Your response needs to be the data below, retyped exactly.

━━━ Entries shown

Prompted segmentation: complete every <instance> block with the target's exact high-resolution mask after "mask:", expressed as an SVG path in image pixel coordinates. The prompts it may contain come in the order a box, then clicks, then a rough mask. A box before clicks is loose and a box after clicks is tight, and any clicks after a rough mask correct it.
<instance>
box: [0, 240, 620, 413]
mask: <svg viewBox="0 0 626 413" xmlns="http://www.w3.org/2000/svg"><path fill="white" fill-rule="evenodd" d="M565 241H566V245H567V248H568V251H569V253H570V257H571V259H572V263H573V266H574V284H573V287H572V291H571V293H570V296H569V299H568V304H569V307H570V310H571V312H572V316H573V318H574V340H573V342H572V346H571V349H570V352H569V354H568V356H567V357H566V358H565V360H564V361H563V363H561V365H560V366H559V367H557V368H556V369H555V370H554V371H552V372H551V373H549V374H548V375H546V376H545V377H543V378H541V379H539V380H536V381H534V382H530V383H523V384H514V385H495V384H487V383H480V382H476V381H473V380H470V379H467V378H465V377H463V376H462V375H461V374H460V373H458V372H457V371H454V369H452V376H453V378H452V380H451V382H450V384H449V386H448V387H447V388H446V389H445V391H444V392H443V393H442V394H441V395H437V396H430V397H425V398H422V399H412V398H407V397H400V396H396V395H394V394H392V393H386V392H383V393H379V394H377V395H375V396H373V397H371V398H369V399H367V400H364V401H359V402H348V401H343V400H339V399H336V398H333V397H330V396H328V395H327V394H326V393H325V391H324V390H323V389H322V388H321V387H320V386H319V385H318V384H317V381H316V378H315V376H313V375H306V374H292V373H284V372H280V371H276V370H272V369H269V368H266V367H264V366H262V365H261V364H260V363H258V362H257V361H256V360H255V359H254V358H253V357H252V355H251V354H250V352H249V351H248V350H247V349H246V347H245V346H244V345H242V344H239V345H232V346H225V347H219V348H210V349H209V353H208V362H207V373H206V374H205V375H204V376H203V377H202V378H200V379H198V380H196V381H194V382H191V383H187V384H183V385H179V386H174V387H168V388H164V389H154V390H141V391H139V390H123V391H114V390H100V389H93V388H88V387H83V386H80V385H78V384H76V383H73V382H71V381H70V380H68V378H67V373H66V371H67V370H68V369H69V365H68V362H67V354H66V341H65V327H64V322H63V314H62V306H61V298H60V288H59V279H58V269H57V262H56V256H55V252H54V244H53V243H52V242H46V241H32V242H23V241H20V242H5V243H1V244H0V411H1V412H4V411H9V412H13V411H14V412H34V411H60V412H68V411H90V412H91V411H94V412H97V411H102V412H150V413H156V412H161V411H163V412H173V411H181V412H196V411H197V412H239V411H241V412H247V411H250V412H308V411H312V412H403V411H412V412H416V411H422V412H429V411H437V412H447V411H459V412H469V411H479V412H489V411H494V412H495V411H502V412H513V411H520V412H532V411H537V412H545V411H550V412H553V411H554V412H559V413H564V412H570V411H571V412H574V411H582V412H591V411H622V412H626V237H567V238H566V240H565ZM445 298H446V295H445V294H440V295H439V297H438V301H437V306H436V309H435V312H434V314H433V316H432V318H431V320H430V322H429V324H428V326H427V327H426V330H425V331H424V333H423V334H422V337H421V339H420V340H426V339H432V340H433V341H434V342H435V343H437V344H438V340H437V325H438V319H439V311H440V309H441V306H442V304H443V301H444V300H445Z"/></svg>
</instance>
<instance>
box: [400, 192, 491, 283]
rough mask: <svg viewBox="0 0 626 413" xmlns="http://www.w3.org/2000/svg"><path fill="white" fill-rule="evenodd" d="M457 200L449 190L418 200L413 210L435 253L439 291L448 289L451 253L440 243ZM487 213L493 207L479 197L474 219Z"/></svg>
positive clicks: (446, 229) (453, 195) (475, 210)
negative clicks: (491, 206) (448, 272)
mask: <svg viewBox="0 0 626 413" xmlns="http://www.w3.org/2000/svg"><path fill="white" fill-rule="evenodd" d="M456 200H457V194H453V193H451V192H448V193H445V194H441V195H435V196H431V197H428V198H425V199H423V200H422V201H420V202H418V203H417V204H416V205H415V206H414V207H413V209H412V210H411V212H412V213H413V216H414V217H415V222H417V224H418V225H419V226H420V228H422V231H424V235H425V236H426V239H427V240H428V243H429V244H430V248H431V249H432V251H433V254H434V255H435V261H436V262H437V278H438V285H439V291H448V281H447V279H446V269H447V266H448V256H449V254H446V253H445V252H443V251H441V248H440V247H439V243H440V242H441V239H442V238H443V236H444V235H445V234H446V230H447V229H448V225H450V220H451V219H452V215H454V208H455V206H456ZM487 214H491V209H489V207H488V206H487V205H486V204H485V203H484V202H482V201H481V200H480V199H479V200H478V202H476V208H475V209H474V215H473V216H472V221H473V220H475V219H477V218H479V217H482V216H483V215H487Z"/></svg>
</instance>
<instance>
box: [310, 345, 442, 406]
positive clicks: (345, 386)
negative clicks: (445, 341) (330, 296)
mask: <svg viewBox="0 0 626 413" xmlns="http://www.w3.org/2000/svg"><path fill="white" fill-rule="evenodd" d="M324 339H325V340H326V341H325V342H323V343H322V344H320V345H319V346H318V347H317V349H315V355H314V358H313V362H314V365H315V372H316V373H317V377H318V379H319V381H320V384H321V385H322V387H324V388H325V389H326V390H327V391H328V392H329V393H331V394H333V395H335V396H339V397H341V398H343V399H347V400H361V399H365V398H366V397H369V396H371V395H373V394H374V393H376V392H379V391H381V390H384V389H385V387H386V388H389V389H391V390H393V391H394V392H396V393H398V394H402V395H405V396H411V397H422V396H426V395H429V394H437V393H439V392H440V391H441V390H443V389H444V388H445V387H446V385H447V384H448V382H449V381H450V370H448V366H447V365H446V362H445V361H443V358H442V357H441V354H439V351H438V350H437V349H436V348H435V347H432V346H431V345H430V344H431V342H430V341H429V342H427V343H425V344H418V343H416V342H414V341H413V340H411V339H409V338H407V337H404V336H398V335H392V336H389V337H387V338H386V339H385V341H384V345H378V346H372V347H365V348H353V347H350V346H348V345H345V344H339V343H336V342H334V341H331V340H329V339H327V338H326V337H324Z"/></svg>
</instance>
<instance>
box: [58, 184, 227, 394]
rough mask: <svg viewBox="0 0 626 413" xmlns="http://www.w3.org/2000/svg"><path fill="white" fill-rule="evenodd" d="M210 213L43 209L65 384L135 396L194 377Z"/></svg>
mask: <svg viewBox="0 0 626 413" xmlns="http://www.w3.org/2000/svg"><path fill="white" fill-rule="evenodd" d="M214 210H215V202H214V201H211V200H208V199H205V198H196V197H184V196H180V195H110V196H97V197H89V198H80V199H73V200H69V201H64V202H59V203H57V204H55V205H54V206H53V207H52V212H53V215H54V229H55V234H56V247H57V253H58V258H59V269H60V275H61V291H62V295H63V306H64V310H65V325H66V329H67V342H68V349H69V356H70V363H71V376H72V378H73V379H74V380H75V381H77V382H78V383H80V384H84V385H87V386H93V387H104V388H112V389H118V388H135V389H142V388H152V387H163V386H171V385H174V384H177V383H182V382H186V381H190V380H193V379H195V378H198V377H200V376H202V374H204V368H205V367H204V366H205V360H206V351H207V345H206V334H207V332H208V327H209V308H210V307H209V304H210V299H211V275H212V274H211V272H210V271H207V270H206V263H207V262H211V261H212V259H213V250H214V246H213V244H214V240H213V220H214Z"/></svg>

━━━━━━

Your response –
Prompted segmentation: complete every <instance> block with the target's exact high-resolution mask after "mask:", expressed as an SVG path in image pixel coordinates. The prompts it may contain come in the order a box, then clicks, then a rough mask. A box before clicks is loose and a box after clicks is tight, and any clicks after a rough mask correct it.
<instance>
box: [0, 240, 620, 413]
mask: <svg viewBox="0 0 626 413" xmlns="http://www.w3.org/2000/svg"><path fill="white" fill-rule="evenodd" d="M565 241H566V245H567V248H568V251H569V253H570V257H571V259H572V263H573V266H574V284H573V287H572V291H571V293H570V296H569V299H568V304H569V307H570V310H571V312H572V316H573V318H574V340H573V342H572V346H571V349H570V352H569V354H568V356H567V357H566V358H565V360H564V361H563V363H561V365H560V366H559V367H557V368H556V369H555V370H554V371H552V372H551V373H549V374H548V375H546V376H545V377H543V378H541V379H539V380H536V381H534V382H530V383H523V384H514V385H495V384H487V383H480V382H476V381H473V380H470V379H467V378H465V377H463V376H462V375H461V374H460V373H458V372H457V371H454V369H452V376H453V378H452V380H451V382H450V384H449V386H448V387H447V388H446V389H445V391H444V392H443V393H442V394H441V395H437V396H430V397H425V398H422V399H412V398H407V397H400V396H396V395H394V394H392V393H386V392H383V393H379V394H377V395H375V396H373V397H371V398H369V399H367V400H364V401H359V402H348V401H343V400H339V399H336V398H333V397H330V396H328V395H327V394H326V393H325V391H324V390H323V389H322V388H321V387H320V386H319V385H318V384H317V381H316V378H315V376H313V375H306V374H292V373H284V372H280V371H276V370H272V369H269V368H266V367H264V366H262V365H261V364H260V363H258V362H257V361H256V360H255V359H254V358H253V357H252V355H251V354H250V352H249V351H248V350H247V349H246V347H245V346H244V345H242V344H239V345H232V346H225V347H219V348H210V349H209V353H208V362H207V373H206V374H205V375H204V376H203V377H202V378H200V379H198V380H196V381H194V382H191V383H187V384H183V385H179V386H174V387H168V388H164V389H154V390H141V391H139V390H123V391H114V390H100V389H93V388H88V387H83V386H80V385H78V384H76V383H73V382H71V381H70V380H68V378H67V373H66V371H67V370H68V369H69V365H68V362H67V354H66V341H65V327H64V322H63V314H62V306H61V298H60V288H59V279H58V269H57V262H56V256H55V252H54V244H53V243H52V242H46V241H32V242H23V241H20V242H5V243H1V244H0V411H1V412H4V411H9V412H13V411H14V412H34V411H60V412H68V411H90V412H91V411H94V412H97V411H102V412H150V413H156V412H161V411H163V412H173V411H181V412H196V411H197V412H239V411H241V412H247V411H250V412H308V411H312V412H403V411H412V412H416V411H422V412H429V411H437V412H447V411H459V412H469V411H479V412H489V411H494V412H495V411H502V412H513V411H520V412H532V411H537V412H545V411H550V412H553V411H554V412H559V413H564V412H570V411H571V412H574V411H582V412H591V411H622V412H626V237H567V238H566V240H565ZM445 298H446V295H445V294H440V295H439V297H438V301H437V306H436V309H435V312H434V314H433V316H432V318H431V320H430V322H429V324H428V326H427V327H426V330H425V331H424V333H423V334H422V337H421V339H420V340H426V339H432V340H433V341H434V342H435V343H437V344H438V340H437V325H438V319H439V311H440V309H441V306H442V304H443V301H444V300H445Z"/></svg>
</instance>
<instance>
box: [400, 192, 491, 283]
rough mask: <svg viewBox="0 0 626 413" xmlns="http://www.w3.org/2000/svg"><path fill="white" fill-rule="evenodd" d="M457 200L449 190L418 200L413 210L435 253L439 291L448 289L451 253L440 243ZM487 213L493 207L479 197L474 219Z"/></svg>
positive clicks: (446, 229) (453, 195) (475, 210)
negative clicks: (491, 206) (448, 272)
mask: <svg viewBox="0 0 626 413" xmlns="http://www.w3.org/2000/svg"><path fill="white" fill-rule="evenodd" d="M456 200H457V194H453V193H451V192H448V193H445V194H441V195H435V196H431V197H428V198H425V199H423V200H422V201H420V202H418V203H417V204H416V205H415V206H414V207H413V209H412V210H411V212H412V213H413V216H414V217H415V222H417V224H418V225H419V226H420V228H422V231H424V235H425V236H426V239H427V240H428V243H429V244H430V248H431V249H432V251H433V254H434V255H435V261H436V262H437V278H438V285H439V291H448V281H447V279H446V269H447V266H448V256H449V254H446V253H445V252H443V251H441V248H440V247H439V243H440V242H441V239H442V238H443V236H444V235H445V234H446V230H447V229H448V225H450V220H451V219H452V215H454V208H455V206H456ZM487 214H491V209H489V207H488V206H487V205H486V204H485V203H484V202H482V201H481V200H480V199H479V200H478V202H476V208H475V209H474V215H473V216H472V221H473V220H475V219H477V218H479V217H482V216H483V215H487Z"/></svg>
</instance>
<instance>
box: [310, 345, 442, 406]
positive clicks: (345, 386)
negative clicks: (445, 341) (330, 296)
mask: <svg viewBox="0 0 626 413" xmlns="http://www.w3.org/2000/svg"><path fill="white" fill-rule="evenodd" d="M324 339H325V340H326V341H325V342H323V343H322V344H320V345H319V346H318V347H317V349H315V355H314V358H313V362H314V365H315V372H316V373H317V377H318V379H319V381H320V384H321V385H322V387H324V388H325V389H326V390H327V391H328V392H329V393H331V394H333V395H335V396H339V397H341V398H343V399H347V400H361V399H365V398H366V397H369V396H371V395H373V394H374V393H376V392H379V391H381V390H384V389H385V387H386V388H389V389H391V390H393V391H394V392H396V393H398V394H402V395H405V396H411V397H422V396H426V395H429V394H437V393H439V392H440V391H441V390H443V389H444V388H445V387H446V385H447V384H448V382H449V381H450V370H448V366H447V365H446V362H445V361H443V358H442V357H441V354H439V351H438V350H437V349H436V348H435V347H432V346H431V345H430V344H431V342H430V341H429V342H427V343H425V344H418V343H416V342H414V341H413V340H411V339H409V338H407V337H404V336H398V335H392V336H389V337H387V338H386V339H385V341H384V345H378V346H372V347H365V348H353V347H350V346H348V345H345V344H339V343H336V342H334V341H331V340H329V339H327V338H326V337H324Z"/></svg>
</instance>
<instance>
box: [58, 184, 227, 394]
rough mask: <svg viewBox="0 0 626 413" xmlns="http://www.w3.org/2000/svg"><path fill="white" fill-rule="evenodd" d="M210 213L43 209L65 384L135 396L194 377Z"/></svg>
mask: <svg viewBox="0 0 626 413" xmlns="http://www.w3.org/2000/svg"><path fill="white" fill-rule="evenodd" d="M214 210H215V202H214V201H211V200H208V199H205V198H196V197H184V196H180V195H110V196H97V197H89V198H80V199H73V200H69V201H64V202H59V203H57V204H55V205H54V206H53V207H52V212H53V215H54V229H55V234H56V247H57V253H58V258H59V269H60V275H61V291H62V295H63V306H64V310H65V325H66V329H67V342H68V349H69V356H70V363H71V376H72V378H73V379H74V380H75V381H77V382H78V383H80V384H84V385H87V386H93V387H104V388H112V389H118V388H135V389H142V388H152V387H163V386H171V385H174V384H177V383H182V382H186V381H190V380H193V379H195V378H198V377H200V376H202V374H204V368H205V367H204V366H205V360H206V351H207V345H206V334H207V332H208V327H209V308H210V307H209V304H210V299H211V275H212V274H211V272H210V271H207V270H206V263H207V262H211V261H212V259H213V250H214V246H213V244H214V240H213V220H214Z"/></svg>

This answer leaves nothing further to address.